### Task material
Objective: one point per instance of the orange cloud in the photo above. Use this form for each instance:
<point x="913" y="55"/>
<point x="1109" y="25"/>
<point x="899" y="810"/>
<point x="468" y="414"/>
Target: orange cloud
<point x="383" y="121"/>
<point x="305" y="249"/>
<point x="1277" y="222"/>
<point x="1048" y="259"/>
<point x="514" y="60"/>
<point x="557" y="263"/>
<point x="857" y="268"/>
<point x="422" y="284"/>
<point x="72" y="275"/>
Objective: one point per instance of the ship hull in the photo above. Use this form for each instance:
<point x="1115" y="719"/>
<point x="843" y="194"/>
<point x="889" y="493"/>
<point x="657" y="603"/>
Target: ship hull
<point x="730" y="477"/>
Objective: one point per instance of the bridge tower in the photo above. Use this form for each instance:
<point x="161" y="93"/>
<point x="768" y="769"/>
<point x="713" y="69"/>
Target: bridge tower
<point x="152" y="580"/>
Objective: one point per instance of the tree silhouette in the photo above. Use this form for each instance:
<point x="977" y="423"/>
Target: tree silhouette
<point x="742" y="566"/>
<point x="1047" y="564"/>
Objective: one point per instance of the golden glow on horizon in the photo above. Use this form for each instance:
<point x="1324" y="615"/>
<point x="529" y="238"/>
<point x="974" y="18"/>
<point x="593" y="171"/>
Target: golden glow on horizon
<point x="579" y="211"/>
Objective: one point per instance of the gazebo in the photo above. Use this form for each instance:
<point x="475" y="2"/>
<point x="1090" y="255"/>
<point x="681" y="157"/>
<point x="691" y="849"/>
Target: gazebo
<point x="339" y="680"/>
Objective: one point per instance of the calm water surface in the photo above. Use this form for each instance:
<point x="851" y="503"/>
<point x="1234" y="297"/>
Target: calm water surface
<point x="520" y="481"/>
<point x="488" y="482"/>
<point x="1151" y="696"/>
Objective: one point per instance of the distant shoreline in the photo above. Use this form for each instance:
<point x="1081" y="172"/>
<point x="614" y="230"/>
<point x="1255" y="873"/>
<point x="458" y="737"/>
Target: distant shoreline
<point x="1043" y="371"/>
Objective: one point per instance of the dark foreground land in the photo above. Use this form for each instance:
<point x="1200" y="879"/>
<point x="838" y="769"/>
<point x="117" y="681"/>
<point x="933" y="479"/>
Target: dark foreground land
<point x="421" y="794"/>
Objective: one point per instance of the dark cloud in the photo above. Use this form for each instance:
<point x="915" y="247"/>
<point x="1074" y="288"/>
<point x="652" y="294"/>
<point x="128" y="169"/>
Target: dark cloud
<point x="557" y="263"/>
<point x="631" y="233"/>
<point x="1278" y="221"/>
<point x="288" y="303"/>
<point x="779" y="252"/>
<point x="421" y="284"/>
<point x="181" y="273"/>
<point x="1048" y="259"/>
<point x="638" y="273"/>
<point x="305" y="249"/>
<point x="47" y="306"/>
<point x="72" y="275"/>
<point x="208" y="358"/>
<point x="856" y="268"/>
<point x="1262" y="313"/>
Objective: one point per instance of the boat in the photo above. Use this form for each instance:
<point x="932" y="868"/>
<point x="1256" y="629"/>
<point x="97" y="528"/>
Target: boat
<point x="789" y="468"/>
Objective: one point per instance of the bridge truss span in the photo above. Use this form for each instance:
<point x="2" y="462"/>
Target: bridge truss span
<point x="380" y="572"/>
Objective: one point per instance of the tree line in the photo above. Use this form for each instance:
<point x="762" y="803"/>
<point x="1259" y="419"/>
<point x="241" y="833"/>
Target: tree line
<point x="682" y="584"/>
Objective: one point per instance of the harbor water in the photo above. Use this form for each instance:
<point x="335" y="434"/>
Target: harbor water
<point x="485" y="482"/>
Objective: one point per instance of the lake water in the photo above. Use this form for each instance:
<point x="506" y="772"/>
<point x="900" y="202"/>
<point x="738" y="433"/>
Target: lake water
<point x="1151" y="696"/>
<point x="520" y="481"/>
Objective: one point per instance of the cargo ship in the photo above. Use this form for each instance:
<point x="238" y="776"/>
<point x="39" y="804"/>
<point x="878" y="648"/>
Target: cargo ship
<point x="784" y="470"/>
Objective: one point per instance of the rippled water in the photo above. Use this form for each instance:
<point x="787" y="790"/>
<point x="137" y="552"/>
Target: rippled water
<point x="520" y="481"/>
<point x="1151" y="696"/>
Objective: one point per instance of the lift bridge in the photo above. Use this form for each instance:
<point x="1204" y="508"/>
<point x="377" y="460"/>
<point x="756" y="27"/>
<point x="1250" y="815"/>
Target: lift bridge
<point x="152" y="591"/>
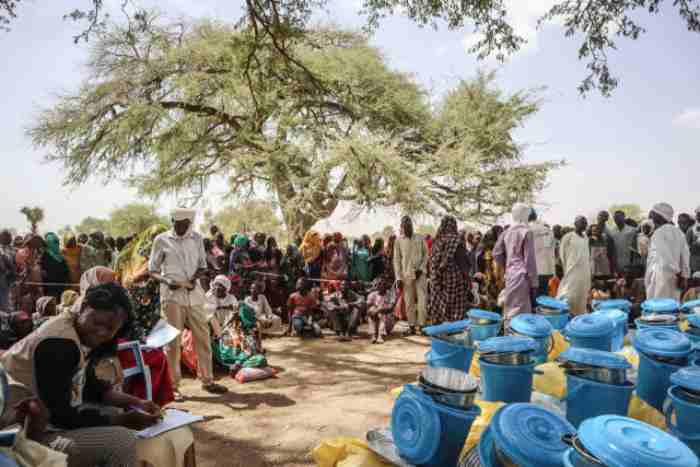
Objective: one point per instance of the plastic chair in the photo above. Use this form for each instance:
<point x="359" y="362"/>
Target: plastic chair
<point x="140" y="369"/>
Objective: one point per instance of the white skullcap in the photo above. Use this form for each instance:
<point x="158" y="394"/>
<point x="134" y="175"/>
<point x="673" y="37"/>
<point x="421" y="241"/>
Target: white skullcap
<point x="664" y="210"/>
<point x="223" y="281"/>
<point x="181" y="214"/>
<point x="521" y="213"/>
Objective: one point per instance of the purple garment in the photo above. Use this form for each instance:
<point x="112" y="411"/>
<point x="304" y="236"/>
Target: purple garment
<point x="515" y="249"/>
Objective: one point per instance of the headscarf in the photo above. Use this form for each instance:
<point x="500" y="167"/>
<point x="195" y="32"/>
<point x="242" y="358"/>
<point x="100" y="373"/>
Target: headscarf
<point x="53" y="247"/>
<point x="521" y="213"/>
<point x="42" y="303"/>
<point x="247" y="315"/>
<point x="311" y="246"/>
<point x="68" y="299"/>
<point x="664" y="210"/>
<point x="96" y="276"/>
<point x="223" y="281"/>
<point x="240" y="241"/>
<point x="445" y="246"/>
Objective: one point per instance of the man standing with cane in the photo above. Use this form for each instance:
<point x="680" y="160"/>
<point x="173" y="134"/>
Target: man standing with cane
<point x="177" y="261"/>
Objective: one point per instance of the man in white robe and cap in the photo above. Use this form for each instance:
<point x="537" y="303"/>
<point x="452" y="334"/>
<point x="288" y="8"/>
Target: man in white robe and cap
<point x="576" y="261"/>
<point x="177" y="261"/>
<point x="668" y="263"/>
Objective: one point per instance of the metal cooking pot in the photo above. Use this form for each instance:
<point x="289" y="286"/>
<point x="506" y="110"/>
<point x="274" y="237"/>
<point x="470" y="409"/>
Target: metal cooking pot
<point x="658" y="320"/>
<point x="617" y="376"/>
<point x="508" y="358"/>
<point x="573" y="441"/>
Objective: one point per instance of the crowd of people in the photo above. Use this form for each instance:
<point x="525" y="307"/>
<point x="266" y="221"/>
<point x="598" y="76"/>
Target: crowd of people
<point x="81" y="297"/>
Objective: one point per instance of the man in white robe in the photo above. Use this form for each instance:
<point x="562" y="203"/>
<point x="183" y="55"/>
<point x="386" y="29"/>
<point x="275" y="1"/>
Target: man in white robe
<point x="575" y="258"/>
<point x="668" y="262"/>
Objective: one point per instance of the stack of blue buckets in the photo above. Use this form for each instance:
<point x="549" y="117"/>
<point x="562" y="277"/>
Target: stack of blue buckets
<point x="596" y="384"/>
<point x="426" y="431"/>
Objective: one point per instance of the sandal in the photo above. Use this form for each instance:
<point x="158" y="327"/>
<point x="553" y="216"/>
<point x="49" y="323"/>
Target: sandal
<point x="214" y="388"/>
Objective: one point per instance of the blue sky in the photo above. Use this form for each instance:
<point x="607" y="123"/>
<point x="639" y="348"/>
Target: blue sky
<point x="642" y="145"/>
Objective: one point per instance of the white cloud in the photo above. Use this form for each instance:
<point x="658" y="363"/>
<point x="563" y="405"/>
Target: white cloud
<point x="689" y="118"/>
<point x="523" y="16"/>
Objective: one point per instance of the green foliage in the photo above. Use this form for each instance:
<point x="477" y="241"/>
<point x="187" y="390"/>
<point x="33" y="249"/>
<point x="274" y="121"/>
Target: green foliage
<point x="169" y="106"/>
<point x="249" y="217"/>
<point x="134" y="218"/>
<point x="34" y="217"/>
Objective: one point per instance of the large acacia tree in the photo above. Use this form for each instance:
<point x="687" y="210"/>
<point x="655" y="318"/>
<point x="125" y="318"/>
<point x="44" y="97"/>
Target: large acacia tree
<point x="167" y="107"/>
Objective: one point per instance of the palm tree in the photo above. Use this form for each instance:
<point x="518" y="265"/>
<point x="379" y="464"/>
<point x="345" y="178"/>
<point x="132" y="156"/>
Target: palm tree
<point x="34" y="216"/>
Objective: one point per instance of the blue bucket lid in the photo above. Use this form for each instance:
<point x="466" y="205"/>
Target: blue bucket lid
<point x="530" y="435"/>
<point x="618" y="303"/>
<point x="531" y="325"/>
<point x="483" y="314"/>
<point x="688" y="306"/>
<point x="663" y="342"/>
<point x="447" y="328"/>
<point x="618" y="316"/>
<point x="687" y="378"/>
<point x="503" y="344"/>
<point x="415" y="427"/>
<point x="590" y="325"/>
<point x="622" y="442"/>
<point x="660" y="305"/>
<point x="553" y="303"/>
<point x="595" y="358"/>
<point x="694" y="320"/>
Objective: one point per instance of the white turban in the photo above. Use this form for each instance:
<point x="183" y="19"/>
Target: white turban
<point x="181" y="214"/>
<point x="521" y="213"/>
<point x="223" y="281"/>
<point x="664" y="210"/>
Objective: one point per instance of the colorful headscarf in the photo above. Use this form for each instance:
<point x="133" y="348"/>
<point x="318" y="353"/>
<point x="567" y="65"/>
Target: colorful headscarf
<point x="53" y="247"/>
<point x="247" y="315"/>
<point x="311" y="246"/>
<point x="240" y="241"/>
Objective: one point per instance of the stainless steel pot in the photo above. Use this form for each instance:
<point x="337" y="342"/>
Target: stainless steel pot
<point x="588" y="458"/>
<point x="508" y="358"/>
<point x="595" y="373"/>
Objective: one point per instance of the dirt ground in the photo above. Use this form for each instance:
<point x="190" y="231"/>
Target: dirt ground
<point x="325" y="389"/>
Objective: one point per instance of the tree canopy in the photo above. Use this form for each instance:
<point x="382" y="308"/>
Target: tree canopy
<point x="249" y="217"/>
<point x="279" y="25"/>
<point x="169" y="106"/>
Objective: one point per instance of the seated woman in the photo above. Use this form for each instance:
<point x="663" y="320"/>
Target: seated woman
<point x="380" y="308"/>
<point x="267" y="320"/>
<point x="344" y="308"/>
<point x="301" y="305"/>
<point x="45" y="310"/>
<point x="57" y="364"/>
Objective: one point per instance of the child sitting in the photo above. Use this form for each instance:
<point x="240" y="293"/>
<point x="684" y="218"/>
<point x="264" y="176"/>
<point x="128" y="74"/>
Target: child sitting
<point x="380" y="307"/>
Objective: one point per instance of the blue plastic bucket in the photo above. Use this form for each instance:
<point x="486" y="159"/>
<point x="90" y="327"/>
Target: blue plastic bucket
<point x="653" y="380"/>
<point x="619" y="317"/>
<point x="586" y="399"/>
<point x="444" y="354"/>
<point x="426" y="433"/>
<point x="506" y="383"/>
<point x="481" y="332"/>
<point x="682" y="415"/>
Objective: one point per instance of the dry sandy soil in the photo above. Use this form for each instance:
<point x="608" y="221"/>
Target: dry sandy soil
<point x="325" y="389"/>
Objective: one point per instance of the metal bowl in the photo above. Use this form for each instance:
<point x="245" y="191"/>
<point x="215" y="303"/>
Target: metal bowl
<point x="587" y="458"/>
<point x="448" y="380"/>
<point x="508" y="358"/>
<point x="617" y="377"/>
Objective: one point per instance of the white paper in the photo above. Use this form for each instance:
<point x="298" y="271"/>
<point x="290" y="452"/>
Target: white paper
<point x="172" y="419"/>
<point x="161" y="335"/>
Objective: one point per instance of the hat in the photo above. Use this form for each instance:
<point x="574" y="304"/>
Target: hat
<point x="181" y="214"/>
<point x="664" y="210"/>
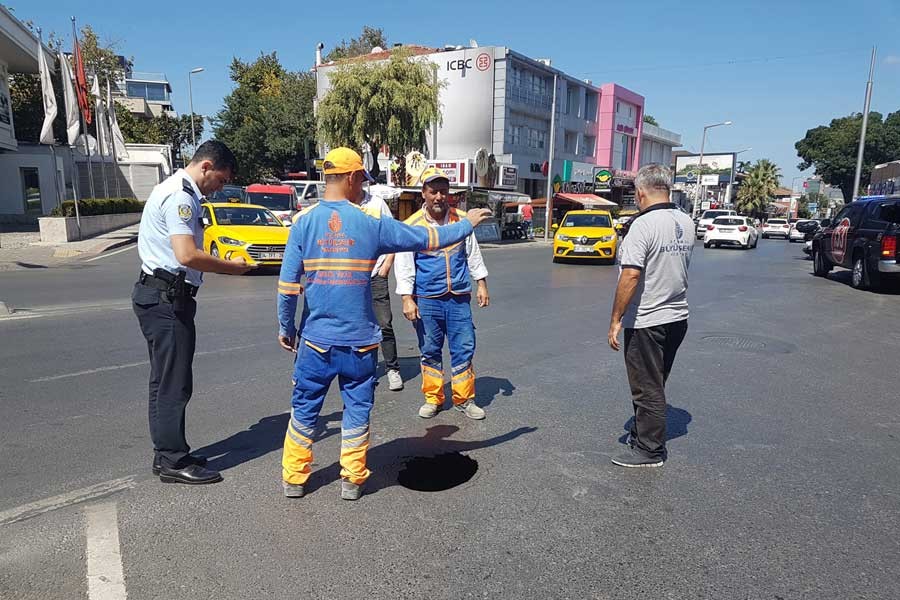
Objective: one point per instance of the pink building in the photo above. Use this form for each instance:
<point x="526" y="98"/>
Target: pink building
<point x="619" y="128"/>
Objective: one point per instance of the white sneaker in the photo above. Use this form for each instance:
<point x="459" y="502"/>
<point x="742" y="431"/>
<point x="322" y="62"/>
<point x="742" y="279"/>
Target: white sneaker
<point x="470" y="409"/>
<point x="428" y="410"/>
<point x="350" y="491"/>
<point x="395" y="382"/>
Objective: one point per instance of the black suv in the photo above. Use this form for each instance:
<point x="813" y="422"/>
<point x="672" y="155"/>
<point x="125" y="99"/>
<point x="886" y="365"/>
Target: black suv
<point x="863" y="238"/>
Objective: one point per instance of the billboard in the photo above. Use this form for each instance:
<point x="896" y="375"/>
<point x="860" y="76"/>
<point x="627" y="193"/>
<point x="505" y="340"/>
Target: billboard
<point x="688" y="169"/>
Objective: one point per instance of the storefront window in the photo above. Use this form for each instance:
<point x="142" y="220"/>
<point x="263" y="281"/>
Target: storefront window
<point x="31" y="189"/>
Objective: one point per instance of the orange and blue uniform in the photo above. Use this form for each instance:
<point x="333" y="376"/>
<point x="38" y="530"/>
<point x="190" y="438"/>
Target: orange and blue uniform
<point x="440" y="280"/>
<point x="335" y="245"/>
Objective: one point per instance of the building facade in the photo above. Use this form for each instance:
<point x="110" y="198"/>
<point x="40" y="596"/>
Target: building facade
<point x="500" y="100"/>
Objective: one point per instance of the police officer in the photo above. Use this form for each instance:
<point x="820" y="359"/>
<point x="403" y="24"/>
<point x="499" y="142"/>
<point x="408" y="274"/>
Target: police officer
<point x="170" y="244"/>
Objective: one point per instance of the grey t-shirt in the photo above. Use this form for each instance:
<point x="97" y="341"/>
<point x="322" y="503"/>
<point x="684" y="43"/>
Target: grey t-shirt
<point x="659" y="243"/>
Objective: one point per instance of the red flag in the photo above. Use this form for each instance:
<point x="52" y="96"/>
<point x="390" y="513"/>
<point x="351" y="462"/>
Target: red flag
<point x="81" y="85"/>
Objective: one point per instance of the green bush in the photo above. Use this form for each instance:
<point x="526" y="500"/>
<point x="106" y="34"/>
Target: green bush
<point x="98" y="206"/>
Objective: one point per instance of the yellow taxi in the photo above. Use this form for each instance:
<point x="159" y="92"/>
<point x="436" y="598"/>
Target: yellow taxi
<point x="585" y="234"/>
<point x="243" y="230"/>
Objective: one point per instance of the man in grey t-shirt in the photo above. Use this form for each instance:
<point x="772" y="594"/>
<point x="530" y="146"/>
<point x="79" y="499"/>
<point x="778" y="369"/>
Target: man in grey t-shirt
<point x="651" y="303"/>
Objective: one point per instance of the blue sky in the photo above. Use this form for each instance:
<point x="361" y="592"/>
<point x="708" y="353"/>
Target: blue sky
<point x="774" y="68"/>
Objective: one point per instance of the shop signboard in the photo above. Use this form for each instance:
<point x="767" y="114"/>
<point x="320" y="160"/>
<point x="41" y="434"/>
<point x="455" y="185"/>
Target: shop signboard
<point x="458" y="171"/>
<point x="688" y="168"/>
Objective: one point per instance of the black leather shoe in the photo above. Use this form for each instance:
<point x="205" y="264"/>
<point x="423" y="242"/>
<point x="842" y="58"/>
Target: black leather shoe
<point x="191" y="475"/>
<point x="195" y="459"/>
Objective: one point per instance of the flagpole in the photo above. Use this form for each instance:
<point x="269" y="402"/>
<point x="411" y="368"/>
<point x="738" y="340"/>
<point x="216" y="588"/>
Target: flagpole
<point x="98" y="130"/>
<point x="53" y="145"/>
<point x="87" y="147"/>
<point x="112" y="141"/>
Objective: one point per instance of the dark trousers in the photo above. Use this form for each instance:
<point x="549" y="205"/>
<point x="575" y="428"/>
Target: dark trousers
<point x="381" y="302"/>
<point x="171" y="338"/>
<point x="649" y="356"/>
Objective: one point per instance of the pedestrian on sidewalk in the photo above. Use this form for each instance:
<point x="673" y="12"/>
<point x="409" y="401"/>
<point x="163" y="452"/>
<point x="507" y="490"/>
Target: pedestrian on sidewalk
<point x="170" y="245"/>
<point x="335" y="245"/>
<point x="436" y="288"/>
<point x="381" y="297"/>
<point x="651" y="304"/>
<point x="527" y="220"/>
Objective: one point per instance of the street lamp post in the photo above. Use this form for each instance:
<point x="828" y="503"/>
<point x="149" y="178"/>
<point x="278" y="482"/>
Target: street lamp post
<point x="700" y="189"/>
<point x="191" y="100"/>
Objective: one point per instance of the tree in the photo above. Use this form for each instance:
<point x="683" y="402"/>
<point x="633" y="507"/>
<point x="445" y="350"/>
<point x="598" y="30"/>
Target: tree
<point x="267" y="120"/>
<point x="159" y="130"/>
<point x="368" y="39"/>
<point x="832" y="150"/>
<point x="389" y="103"/>
<point x="758" y="188"/>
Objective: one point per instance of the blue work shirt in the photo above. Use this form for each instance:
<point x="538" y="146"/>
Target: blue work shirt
<point x="335" y="244"/>
<point x="172" y="209"/>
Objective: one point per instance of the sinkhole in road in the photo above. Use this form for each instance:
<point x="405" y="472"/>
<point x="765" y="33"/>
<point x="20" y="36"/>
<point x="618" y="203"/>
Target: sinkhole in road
<point x="437" y="473"/>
######
▸ Problem to work on
Answer with the exact lines running from the one that contains "Target: dark trousers" through the last line of the data. Include no other line.

▸ Response
Target: dark trousers
<point x="381" y="302"/>
<point x="171" y="338"/>
<point x="649" y="356"/>
Objective: one point per instance of the pedestrian on sidewalk in the photo above. Use this form for each instance:
<point x="673" y="12"/>
<point x="409" y="401"/>
<point x="163" y="452"/>
<point x="507" y="490"/>
Target: pedestrian on sidewalk
<point x="170" y="245"/>
<point x="335" y="245"/>
<point x="436" y="288"/>
<point x="381" y="297"/>
<point x="651" y="304"/>
<point x="527" y="220"/>
Objective: one point per instance of the street lamp post in the photo above. Use this form for each instance:
<point x="828" y="503"/>
<point x="149" y="178"/>
<point x="278" y="482"/>
Target: street lamp post
<point x="700" y="189"/>
<point x="191" y="100"/>
Objective: one point per instance of the tree in the photo above. Use this form for each instance:
<point x="683" y="402"/>
<point x="633" y="507"/>
<point x="445" y="350"/>
<point x="598" y="30"/>
Target: tree
<point x="267" y="120"/>
<point x="159" y="130"/>
<point x="368" y="39"/>
<point x="832" y="150"/>
<point x="389" y="103"/>
<point x="758" y="188"/>
Objective: one point per instance of the blue work shirt in the photo above. Use this form for each instance:
<point x="538" y="146"/>
Target: blue work shirt
<point x="335" y="244"/>
<point x="172" y="209"/>
Objective: one point per instance of the sinkhole in road in the photo above. Use this form for each instance:
<point x="405" y="472"/>
<point x="765" y="33"/>
<point x="20" y="36"/>
<point x="618" y="203"/>
Target: sinkhole in road
<point x="437" y="473"/>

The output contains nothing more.